**WHAT IS ASKED**.
In the records below, find the line containing "In the photo above, where can the taillight"; give it again exactly, along with every line that follows, and nothing else.

**Items from a dataset**.
━━━━━━━━━━

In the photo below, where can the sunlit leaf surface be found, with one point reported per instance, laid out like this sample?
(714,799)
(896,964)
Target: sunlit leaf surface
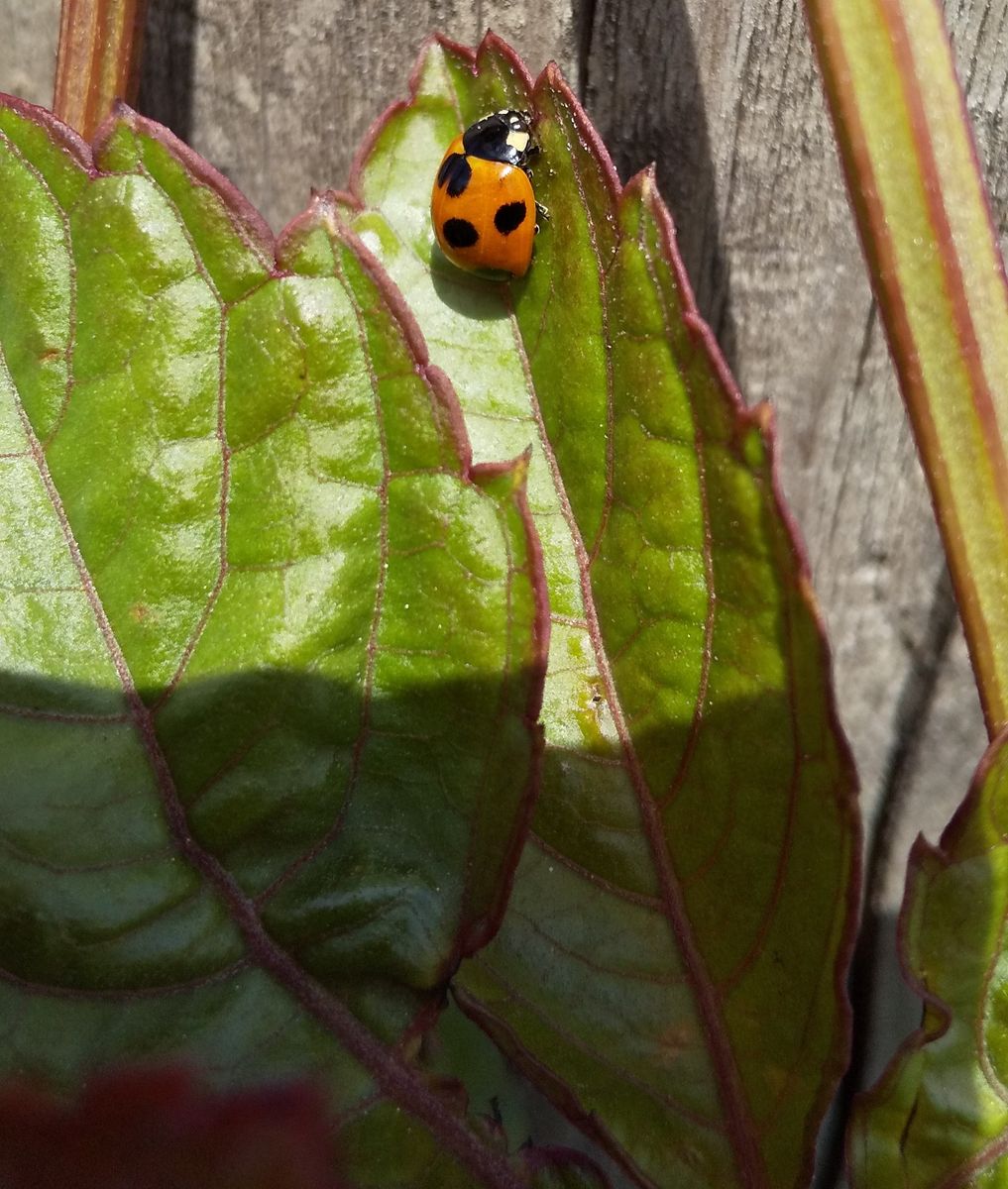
(270,648)
(671,966)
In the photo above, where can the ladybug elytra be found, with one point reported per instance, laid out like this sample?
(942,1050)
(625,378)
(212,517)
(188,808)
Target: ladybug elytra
(483,207)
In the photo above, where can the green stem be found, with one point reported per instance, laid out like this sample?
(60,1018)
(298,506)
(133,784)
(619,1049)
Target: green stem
(940,279)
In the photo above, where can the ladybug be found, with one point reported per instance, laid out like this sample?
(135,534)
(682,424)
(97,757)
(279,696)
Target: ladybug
(483,207)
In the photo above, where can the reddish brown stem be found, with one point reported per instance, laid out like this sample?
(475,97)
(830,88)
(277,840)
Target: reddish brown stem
(99,59)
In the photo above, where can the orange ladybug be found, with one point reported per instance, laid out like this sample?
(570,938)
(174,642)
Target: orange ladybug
(483,207)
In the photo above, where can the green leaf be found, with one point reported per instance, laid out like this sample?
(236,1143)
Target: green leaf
(940,1116)
(671,966)
(940,278)
(270,647)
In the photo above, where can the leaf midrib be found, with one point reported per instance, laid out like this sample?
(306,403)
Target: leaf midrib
(392,1076)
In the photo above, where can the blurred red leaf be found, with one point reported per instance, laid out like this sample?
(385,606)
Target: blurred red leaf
(145,1129)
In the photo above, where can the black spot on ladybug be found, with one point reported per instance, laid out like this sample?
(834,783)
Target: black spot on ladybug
(508,217)
(457,171)
(459,232)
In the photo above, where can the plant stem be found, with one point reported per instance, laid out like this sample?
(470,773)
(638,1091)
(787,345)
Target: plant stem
(925,225)
(99,58)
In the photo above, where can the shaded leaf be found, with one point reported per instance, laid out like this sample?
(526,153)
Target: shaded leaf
(671,966)
(270,647)
(940,1115)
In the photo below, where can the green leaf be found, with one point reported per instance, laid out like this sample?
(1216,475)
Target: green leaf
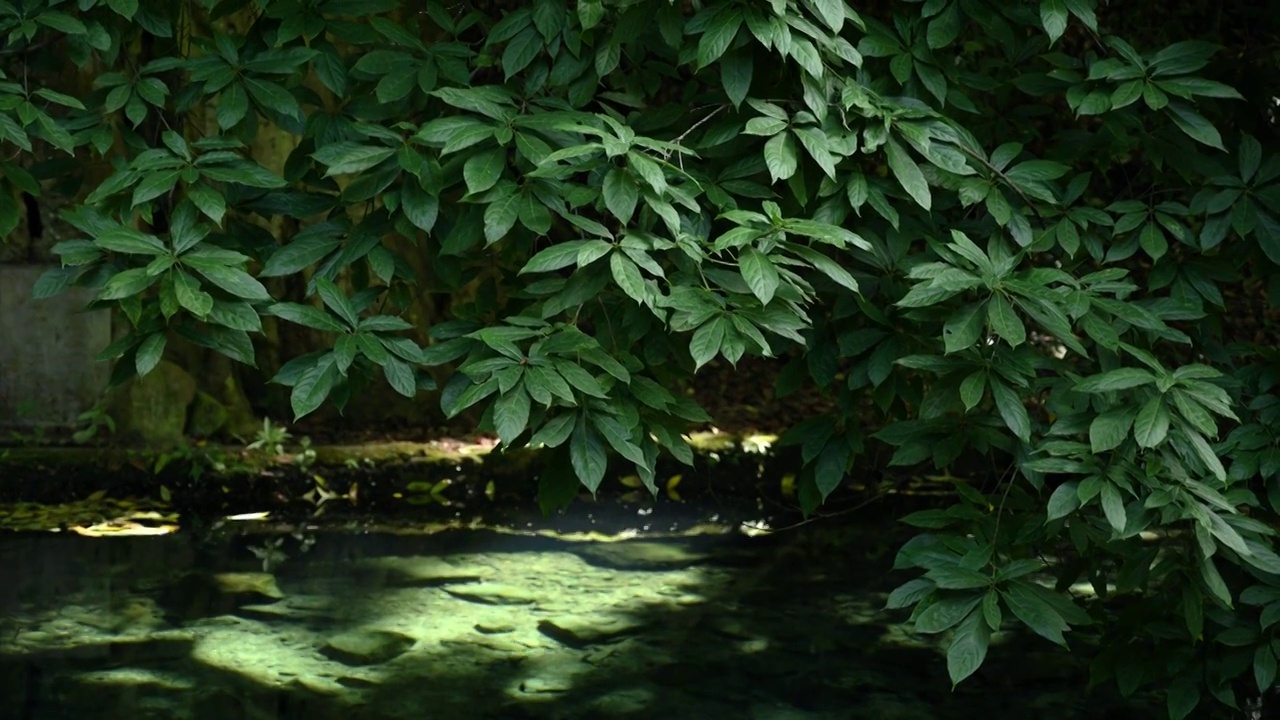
(1011,410)
(1120,378)
(620,195)
(946,613)
(300,254)
(1063,501)
(337,301)
(211,203)
(306,315)
(908,173)
(720,35)
(1109,429)
(707,341)
(131,241)
(963,329)
(420,206)
(736,77)
(273,96)
(150,352)
(1004,322)
(968,648)
(124,8)
(824,265)
(780,156)
(759,273)
(1034,613)
(627,276)
(511,415)
(1264,668)
(1054,18)
(620,438)
(1196,126)
(553,433)
(583,381)
(1183,696)
(350,158)
(233,281)
(909,593)
(521,50)
(483,169)
(588,455)
(1112,506)
(236,315)
(1214,580)
(499,217)
(1151,425)
(972,388)
(62,22)
(554,258)
(190,296)
(314,386)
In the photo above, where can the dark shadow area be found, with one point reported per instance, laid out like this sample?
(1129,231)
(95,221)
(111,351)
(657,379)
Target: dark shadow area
(485,625)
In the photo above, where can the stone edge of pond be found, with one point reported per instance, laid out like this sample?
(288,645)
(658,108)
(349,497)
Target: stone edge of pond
(444,478)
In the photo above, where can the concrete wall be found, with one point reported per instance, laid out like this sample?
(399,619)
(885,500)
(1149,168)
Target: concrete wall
(48,372)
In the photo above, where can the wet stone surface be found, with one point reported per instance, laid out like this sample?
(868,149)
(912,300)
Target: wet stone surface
(499,630)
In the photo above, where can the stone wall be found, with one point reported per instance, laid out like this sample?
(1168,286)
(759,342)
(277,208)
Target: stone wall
(48,347)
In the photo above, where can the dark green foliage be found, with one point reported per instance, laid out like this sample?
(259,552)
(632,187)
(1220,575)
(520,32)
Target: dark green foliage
(995,231)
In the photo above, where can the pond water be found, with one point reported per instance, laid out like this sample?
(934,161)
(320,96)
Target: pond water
(472,625)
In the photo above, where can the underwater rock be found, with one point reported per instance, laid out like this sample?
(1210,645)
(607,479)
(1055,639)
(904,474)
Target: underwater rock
(200,595)
(248,583)
(366,646)
(492,593)
(640,555)
(588,629)
(429,572)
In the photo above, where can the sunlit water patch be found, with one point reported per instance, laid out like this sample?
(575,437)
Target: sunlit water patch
(488,625)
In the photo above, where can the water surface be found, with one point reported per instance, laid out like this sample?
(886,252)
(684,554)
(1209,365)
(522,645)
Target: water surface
(471,625)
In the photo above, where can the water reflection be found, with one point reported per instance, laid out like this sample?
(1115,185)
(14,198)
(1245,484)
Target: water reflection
(475,625)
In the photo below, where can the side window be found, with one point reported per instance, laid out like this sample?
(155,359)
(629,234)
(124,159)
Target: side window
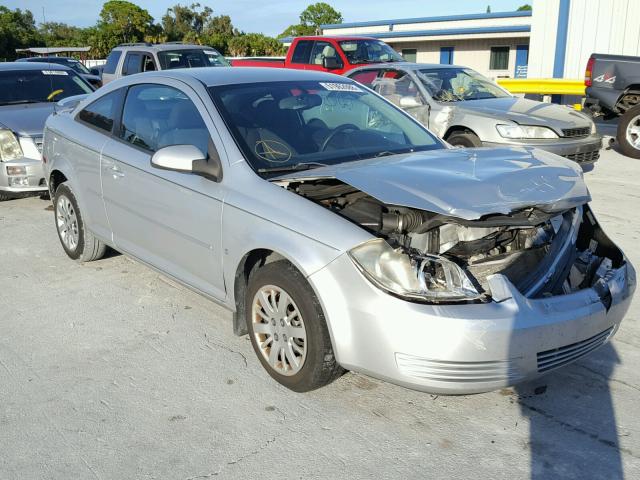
(148,65)
(132,64)
(157,116)
(302,52)
(103,112)
(365,77)
(322,50)
(399,88)
(112,61)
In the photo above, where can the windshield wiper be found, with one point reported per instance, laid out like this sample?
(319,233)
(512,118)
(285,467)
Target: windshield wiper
(292,168)
(17,102)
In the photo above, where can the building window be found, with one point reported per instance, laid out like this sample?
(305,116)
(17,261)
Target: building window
(499,58)
(410,54)
(446,55)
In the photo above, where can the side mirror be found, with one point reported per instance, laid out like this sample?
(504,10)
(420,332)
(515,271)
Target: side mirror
(408,102)
(331,63)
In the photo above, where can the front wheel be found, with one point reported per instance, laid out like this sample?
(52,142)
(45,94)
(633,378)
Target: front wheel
(78,243)
(628,134)
(288,330)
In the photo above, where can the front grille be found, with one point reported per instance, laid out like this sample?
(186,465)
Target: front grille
(576,132)
(447,371)
(585,157)
(550,359)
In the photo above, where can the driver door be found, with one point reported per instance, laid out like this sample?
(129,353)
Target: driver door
(167,219)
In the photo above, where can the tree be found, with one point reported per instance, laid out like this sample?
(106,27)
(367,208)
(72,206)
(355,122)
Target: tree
(186,22)
(17,30)
(121,22)
(311,18)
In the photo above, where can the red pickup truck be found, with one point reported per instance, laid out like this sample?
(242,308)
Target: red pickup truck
(328,54)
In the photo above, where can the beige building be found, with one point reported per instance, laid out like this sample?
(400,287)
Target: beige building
(495,44)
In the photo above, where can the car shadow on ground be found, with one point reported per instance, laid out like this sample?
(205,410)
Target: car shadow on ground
(573,432)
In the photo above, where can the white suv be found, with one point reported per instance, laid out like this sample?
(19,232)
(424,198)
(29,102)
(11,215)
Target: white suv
(130,58)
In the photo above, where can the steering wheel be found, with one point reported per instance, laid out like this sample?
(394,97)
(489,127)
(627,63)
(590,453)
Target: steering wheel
(339,129)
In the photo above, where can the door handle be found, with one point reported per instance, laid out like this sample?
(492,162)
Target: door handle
(116,172)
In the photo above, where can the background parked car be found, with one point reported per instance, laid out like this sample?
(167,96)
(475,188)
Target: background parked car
(73,64)
(613,90)
(468,110)
(28,92)
(130,58)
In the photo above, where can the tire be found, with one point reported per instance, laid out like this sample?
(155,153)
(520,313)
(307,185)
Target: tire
(317,365)
(464,139)
(78,242)
(629,129)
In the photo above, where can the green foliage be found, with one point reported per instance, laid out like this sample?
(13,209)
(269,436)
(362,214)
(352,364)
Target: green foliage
(320,14)
(253,45)
(17,30)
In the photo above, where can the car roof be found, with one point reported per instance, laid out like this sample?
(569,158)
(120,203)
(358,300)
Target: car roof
(32,66)
(404,66)
(162,46)
(212,76)
(46,59)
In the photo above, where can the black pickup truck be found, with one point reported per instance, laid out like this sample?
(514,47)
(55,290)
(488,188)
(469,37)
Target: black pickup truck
(613,90)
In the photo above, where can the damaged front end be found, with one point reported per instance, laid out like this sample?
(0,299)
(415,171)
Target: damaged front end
(435,258)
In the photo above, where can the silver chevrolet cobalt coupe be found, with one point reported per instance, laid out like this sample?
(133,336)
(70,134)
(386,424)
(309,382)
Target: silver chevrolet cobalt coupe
(340,232)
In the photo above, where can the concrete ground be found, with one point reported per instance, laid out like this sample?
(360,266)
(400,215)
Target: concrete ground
(109,371)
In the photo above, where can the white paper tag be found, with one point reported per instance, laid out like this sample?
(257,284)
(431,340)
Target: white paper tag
(341,87)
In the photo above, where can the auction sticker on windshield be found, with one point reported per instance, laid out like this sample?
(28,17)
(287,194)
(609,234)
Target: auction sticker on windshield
(341,87)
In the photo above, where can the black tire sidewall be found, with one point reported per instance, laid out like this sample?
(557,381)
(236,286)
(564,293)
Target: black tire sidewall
(284,275)
(621,135)
(64,190)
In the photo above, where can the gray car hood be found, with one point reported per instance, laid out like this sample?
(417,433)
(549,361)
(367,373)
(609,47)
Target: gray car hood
(26,120)
(464,183)
(526,112)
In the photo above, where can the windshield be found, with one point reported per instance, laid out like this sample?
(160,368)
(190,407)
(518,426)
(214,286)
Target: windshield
(34,86)
(281,125)
(191,59)
(458,84)
(369,51)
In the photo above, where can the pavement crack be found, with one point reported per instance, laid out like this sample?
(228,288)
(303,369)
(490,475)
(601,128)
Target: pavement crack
(227,348)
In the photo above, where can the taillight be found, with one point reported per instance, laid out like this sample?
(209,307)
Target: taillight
(589,72)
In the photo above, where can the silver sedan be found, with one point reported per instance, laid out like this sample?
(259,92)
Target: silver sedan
(469,110)
(340,232)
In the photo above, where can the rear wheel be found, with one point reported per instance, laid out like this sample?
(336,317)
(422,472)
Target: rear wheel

━━━━━━━━━━

**EXERCISE RESPONSE**.
In the photo above, where can the taillight be found, with one point reported per instance, laid out like this sample?
(209,307)
Target: taillight
(589,72)
In the photo above, where can the silver sedan be found, with one point reported per instance, laid out like this sample?
(259,92)
Target: silver sedan
(469,110)
(340,232)
In the photo above, where can the rear wheel be found, with one point reported per instance, laid out like this sample?
(336,317)
(422,472)
Target: rear wheel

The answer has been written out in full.